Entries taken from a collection
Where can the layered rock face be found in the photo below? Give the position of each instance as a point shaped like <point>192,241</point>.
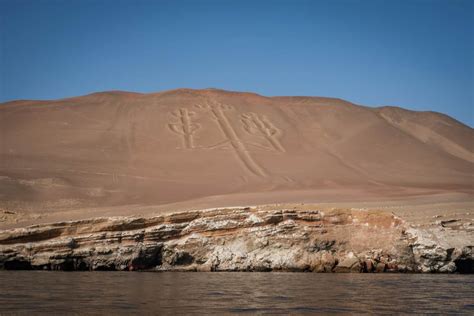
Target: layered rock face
<point>237,239</point>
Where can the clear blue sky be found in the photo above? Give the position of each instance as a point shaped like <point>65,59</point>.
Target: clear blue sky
<point>416,54</point>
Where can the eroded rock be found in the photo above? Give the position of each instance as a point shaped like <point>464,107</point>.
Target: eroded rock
<point>239,239</point>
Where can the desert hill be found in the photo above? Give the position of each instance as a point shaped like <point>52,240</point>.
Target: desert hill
<point>117,148</point>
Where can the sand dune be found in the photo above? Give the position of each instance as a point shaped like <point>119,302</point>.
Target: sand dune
<point>117,148</point>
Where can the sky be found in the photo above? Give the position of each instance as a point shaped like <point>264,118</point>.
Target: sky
<point>417,54</point>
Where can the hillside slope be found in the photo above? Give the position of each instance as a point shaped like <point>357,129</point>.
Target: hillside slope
<point>117,148</point>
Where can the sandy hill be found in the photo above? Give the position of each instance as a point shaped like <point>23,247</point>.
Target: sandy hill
<point>117,149</point>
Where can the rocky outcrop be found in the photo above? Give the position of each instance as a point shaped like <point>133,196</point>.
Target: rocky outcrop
<point>237,239</point>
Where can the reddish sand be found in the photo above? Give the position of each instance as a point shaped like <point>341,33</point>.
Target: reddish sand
<point>117,153</point>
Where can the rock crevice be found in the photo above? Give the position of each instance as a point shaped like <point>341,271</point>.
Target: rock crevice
<point>236,239</point>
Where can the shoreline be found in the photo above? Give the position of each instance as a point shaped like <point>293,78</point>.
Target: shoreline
<point>243,239</point>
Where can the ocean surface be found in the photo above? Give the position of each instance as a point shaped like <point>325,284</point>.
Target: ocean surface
<point>262,293</point>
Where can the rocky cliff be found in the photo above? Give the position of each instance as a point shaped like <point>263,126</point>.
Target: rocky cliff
<point>236,239</point>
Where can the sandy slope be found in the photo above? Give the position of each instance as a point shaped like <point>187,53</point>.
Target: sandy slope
<point>108,152</point>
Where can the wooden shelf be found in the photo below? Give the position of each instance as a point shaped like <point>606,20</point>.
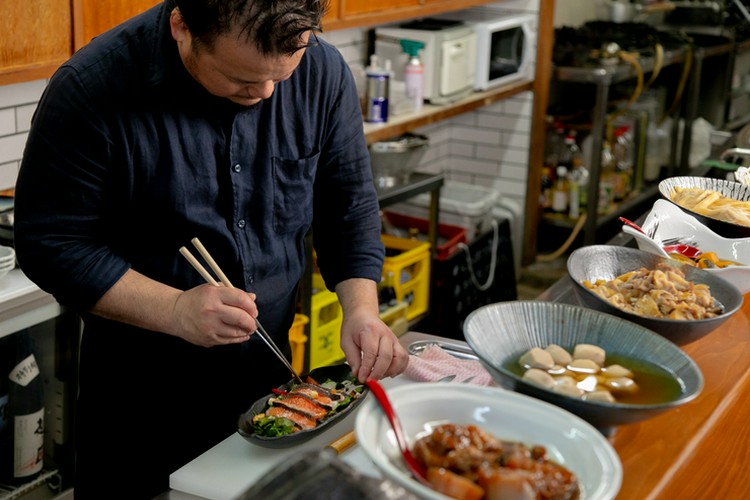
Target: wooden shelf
<point>431,113</point>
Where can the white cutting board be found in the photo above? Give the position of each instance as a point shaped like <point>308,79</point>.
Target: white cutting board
<point>231,467</point>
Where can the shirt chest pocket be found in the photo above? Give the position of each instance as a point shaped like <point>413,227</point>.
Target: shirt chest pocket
<point>292,197</point>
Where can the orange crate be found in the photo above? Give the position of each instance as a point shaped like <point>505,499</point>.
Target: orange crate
<point>325,326</point>
<point>297,340</point>
<point>409,261</point>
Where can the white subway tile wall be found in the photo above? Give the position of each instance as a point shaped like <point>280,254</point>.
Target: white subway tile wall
<point>17,104</point>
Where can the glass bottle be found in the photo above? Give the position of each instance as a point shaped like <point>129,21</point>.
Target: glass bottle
<point>560,191</point>
<point>25,413</point>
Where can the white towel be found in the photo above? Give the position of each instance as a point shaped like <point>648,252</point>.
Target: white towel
<point>434,363</point>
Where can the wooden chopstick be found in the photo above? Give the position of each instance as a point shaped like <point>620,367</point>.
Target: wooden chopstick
<point>344,442</point>
<point>225,281</point>
<point>211,262</point>
<point>198,266</point>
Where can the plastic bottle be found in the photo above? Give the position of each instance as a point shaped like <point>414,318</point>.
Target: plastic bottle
<point>414,72</point>
<point>25,413</point>
<point>622,148</point>
<point>574,196</point>
<point>560,191</point>
<point>377,92</point>
<point>607,179</point>
<point>553,142</point>
<point>545,195</point>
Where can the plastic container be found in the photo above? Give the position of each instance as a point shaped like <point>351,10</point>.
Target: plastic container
<point>298,341</point>
<point>325,326</point>
<point>409,261</point>
<point>464,205</point>
<point>448,236</point>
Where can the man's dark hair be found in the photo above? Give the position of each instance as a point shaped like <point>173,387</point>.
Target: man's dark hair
<point>275,26</point>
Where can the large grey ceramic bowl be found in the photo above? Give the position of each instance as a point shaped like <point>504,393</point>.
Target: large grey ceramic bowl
<point>610,261</point>
<point>500,333</point>
<point>730,189</point>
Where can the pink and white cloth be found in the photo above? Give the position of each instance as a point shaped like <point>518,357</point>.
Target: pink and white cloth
<point>434,363</point>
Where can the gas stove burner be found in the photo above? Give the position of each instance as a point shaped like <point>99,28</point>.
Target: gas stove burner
<point>575,46</point>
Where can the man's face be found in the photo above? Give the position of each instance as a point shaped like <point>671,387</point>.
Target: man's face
<point>234,69</point>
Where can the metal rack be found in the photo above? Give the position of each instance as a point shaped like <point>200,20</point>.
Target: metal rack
<point>603,77</point>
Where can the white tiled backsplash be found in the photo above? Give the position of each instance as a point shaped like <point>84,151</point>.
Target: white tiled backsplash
<point>488,146</point>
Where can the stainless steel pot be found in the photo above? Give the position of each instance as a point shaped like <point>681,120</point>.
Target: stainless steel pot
<point>394,160</point>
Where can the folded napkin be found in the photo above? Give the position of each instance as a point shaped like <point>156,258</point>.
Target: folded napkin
<point>434,363</point>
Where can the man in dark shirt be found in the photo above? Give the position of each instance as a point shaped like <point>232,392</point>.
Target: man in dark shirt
<point>223,120</point>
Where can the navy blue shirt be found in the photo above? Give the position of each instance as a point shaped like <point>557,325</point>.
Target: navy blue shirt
<point>128,159</point>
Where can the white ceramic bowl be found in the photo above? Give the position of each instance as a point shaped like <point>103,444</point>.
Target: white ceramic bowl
<point>509,416</point>
<point>669,221</point>
<point>7,253</point>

YOUR OBJECTIVE – Please output all of the data exactly as given, omitting any images it holds.

SOLUTION TO THIS EXERCISE –
Where can the layered rock face be found in the photo below? Give the position of each instance as a point shaped like <point>192,241</point>.
Target: layered rock face
<point>237,239</point>
Where can the clear blue sky be found in the photo above? Give the position of each instance as a point shaped like <point>65,59</point>.
Target: clear blue sky
<point>416,54</point>
Where can the eroded rock be found in the photo above? Give the position of each instance as a point shaped like <point>464,107</point>.
Target: eroded rock
<point>239,239</point>
Where can the desert hill be found in the photo above? Give the position of each instance as a point shaped like <point>52,240</point>.
Target: desert hill
<point>117,148</point>
Where can the sand dune be found in the photo above? Give the position of each instance as a point shaped like <point>119,302</point>.
Target: sand dune
<point>117,148</point>
Where can the sky be found in the photo above? Give the position of each instance as a point shaped like <point>264,118</point>.
Target: sky
<point>417,54</point>
Where can the hillside slope be found in the photo above? Give the position of each instance as a point shaped like <point>357,129</point>.
Target: hillside slope
<point>117,148</point>
Where can the sandy hill be found in the photo above? Give the position of each instance as a point shaped like <point>23,247</point>.
Target: sandy hill
<point>117,149</point>
Where can the rocky outcrop be found in the photo above? Give the position of each instance as a point shaped like <point>133,196</point>.
Target: rocky outcrop
<point>237,239</point>
Where can the reddish sand be found in the photo above? Give the position of each instance as a point shaped like <point>341,33</point>.
Target: reddish sand
<point>117,153</point>
Where can the rock crevice be found in the photo above? Give the position of each instance as a point shaped like <point>341,271</point>.
Target: rock crevice
<point>236,239</point>
Where can the shoreline be found in the photo above? Give the position of each instance as a point shaped like <point>293,78</point>.
Target: shoreline
<point>243,239</point>
Where can the ocean surface be found in the photo above? Give the position of each instance as a point shaped like <point>325,284</point>.
Target: ocean surface
<point>262,293</point>
Where can the rocky cliff be found in the photo above? Give the position of each instance as a point shaped like <point>263,126</point>.
Target: rocky cliff
<point>236,239</point>
Where can the sandy slope be found in the photo above? Give the position of each instance as a point shaped like <point>187,53</point>.
Target: sandy slope
<point>108,152</point>
Where can the wooden shelf be found in the photo below? Give the position of each instance as a point shaped like <point>606,20</point>.
Target: wooden shelf
<point>431,113</point>
Where can the white cutting board be found in the photo above? Give the position of each instance as a point shaped like <point>308,79</point>.
Target: white cutting board
<point>231,467</point>
Where can the shirt chest pocket be found in the photo above? Give the position of each instance as a point shaped like <point>413,227</point>.
Target: shirt chest pocket
<point>292,197</point>
Where can the orange crate be found in the photo above? Give the position of each instance as a point shaped like <point>505,499</point>.
Target: orange crate
<point>325,326</point>
<point>297,340</point>
<point>409,261</point>
Where can the white subway tile wall be found in the photo above? Give the position of each instance as a point shaped like <point>280,254</point>.
Target: white subway tile wall
<point>17,104</point>
Where can the glass bottle be found in the photo above? Give the position of each instance as a point shaped like <point>129,21</point>.
Target: glass bottle
<point>560,191</point>
<point>25,413</point>
Where can the white towel be found in the photo above? Give the position of each instance as a point shaped like <point>648,252</point>.
Target: white towel
<point>434,363</point>
Where can the wooden chopstick be found in the photo above? Give the position of each instance as a point shaped like <point>620,367</point>.
Target: wooden chopstick
<point>344,442</point>
<point>225,281</point>
<point>211,262</point>
<point>198,266</point>
Where can the plastic bottle be found in the photo above? Give the position of each instance as a point shaped like <point>414,318</point>.
Target: plastic bottle
<point>414,72</point>
<point>25,413</point>
<point>622,148</point>
<point>574,196</point>
<point>560,191</point>
<point>377,92</point>
<point>607,179</point>
<point>553,142</point>
<point>545,195</point>
Where can the plastic container be found in the photo above? Give the position of each instance as a point shaped like <point>351,10</point>.
Target: plastic container
<point>298,341</point>
<point>325,326</point>
<point>409,261</point>
<point>464,205</point>
<point>448,236</point>
Where can the man's dark hair be found in the photo above? Give the position of each instance as a point shaped like <point>173,387</point>.
Target: man's dark hair
<point>275,26</point>
Where can the large grey ceramic bowl be found in the photo above? Give the position of each instance as a point shaped like <point>504,393</point>.
Target: large grey ceramic bowl
<point>610,261</point>
<point>500,333</point>
<point>730,189</point>
Where can the pink and white cloth be found in the photo above? Give the position of each instance as a point shaped like <point>518,357</point>.
Target: pink and white cloth
<point>434,363</point>
Where can the gas stove burner be found in the photo above? Give the position of each instance as a point shaped like <point>99,28</point>.
Target: gas stove burner
<point>575,46</point>
Where can the man's face be found in the photo above? Give the position of each instance as a point shaped like <point>671,387</point>.
Target: man's face
<point>234,69</point>
Where can the metal rack be found in the photo above? Give the position of each instance as a point shaped like <point>200,20</point>.
Target: metal rack
<point>603,77</point>
Where can the white tiled backsplash be found in the photo above? Give the position of each instance as a point shaped like <point>84,151</point>.
Target: white tiled backsplash
<point>488,146</point>
Where can the stainless steel pot be found in the photo above? Give the position of each instance as a point shaped like <point>681,120</point>.
Target: stainless steel pot
<point>394,160</point>
Where can the folded napkin be found in the photo above? Give the position of each instance as a point shaped like <point>156,258</point>.
Target: folded napkin
<point>434,363</point>
Where can the man in dark shirt be found in the photo above? Give the position of each instance as a point shaped like <point>232,392</point>.
Target: man in dark shirt
<point>223,120</point>
Where can the navy blue shirt be found in the photo above? Give the position of each instance as a point shaped like <point>557,325</point>.
Target: navy blue shirt
<point>128,159</point>
Where can the white ceramic bowl be found in the photo above? Give the position of each instance as a point shaped like <point>103,444</point>.
Target: white ceramic bowl
<point>509,416</point>
<point>669,221</point>
<point>7,253</point>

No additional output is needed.